WRITTEN PROBLEM: Show each line in the listing below that contains the word "traffic". Case counts.

* START RECORDS SUPPLIED *

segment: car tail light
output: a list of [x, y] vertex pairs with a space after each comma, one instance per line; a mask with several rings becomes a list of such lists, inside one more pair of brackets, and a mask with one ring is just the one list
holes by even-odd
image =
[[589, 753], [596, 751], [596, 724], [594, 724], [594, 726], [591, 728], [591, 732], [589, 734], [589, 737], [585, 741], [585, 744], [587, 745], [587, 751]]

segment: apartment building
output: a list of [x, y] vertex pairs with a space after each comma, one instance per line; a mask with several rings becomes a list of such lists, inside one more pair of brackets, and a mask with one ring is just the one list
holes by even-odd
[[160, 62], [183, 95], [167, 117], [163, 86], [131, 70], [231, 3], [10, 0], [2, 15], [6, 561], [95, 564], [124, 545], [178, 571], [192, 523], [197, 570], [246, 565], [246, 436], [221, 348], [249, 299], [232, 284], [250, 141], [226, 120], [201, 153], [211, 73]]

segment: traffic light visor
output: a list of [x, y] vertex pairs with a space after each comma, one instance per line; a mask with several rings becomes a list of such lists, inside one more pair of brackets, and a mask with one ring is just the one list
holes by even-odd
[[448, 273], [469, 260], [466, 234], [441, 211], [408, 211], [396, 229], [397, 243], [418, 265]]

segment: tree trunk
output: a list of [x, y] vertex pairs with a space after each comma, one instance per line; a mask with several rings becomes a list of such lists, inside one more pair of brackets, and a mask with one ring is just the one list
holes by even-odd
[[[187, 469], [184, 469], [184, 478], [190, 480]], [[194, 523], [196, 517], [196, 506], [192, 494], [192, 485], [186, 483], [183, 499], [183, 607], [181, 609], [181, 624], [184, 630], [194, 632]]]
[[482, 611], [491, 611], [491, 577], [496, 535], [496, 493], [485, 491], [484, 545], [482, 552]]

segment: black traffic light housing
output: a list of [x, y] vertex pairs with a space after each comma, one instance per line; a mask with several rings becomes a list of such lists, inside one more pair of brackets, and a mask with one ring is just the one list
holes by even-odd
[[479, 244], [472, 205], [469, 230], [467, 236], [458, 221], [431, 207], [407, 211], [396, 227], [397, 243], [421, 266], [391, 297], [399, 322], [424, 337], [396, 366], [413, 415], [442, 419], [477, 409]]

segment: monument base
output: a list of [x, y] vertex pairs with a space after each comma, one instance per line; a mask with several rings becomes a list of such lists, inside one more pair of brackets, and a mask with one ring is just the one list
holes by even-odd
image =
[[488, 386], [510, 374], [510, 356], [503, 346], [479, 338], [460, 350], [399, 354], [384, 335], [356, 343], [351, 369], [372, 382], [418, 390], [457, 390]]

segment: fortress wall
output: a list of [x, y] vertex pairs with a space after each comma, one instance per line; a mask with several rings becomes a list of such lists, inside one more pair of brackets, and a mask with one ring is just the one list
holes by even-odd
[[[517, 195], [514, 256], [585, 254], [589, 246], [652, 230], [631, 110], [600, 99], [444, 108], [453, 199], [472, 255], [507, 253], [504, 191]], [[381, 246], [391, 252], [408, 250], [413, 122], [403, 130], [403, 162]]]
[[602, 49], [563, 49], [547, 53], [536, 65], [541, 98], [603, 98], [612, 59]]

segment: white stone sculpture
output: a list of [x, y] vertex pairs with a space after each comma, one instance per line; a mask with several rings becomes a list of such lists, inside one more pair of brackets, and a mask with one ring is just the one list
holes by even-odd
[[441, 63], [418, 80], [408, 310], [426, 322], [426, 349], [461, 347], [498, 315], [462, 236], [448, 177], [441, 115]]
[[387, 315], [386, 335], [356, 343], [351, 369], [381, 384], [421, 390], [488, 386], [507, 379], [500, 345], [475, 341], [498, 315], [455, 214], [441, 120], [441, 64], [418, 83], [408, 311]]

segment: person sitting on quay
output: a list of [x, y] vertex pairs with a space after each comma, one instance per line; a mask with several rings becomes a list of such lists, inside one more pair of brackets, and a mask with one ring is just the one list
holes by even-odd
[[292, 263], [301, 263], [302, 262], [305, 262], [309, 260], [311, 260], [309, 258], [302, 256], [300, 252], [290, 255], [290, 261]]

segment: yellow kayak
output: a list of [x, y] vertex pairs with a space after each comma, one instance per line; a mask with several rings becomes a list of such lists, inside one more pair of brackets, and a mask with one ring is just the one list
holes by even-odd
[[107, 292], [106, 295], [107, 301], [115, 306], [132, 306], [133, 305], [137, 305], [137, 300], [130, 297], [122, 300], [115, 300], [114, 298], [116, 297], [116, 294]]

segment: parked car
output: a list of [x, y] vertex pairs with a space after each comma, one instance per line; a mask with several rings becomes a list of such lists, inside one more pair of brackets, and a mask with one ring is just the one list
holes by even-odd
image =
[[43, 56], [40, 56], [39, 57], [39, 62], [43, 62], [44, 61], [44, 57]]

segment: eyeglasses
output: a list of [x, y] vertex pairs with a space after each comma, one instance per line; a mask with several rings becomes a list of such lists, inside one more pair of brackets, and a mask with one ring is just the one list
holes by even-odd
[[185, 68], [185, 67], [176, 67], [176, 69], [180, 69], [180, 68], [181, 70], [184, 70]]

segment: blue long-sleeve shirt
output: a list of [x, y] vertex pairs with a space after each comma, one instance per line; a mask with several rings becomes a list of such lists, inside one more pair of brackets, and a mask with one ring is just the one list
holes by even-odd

* END RECORDS SUPPLIED *

ANSWER FOR THIS EXERCISE:
segment: traffic light visor
segment: black traffic light housing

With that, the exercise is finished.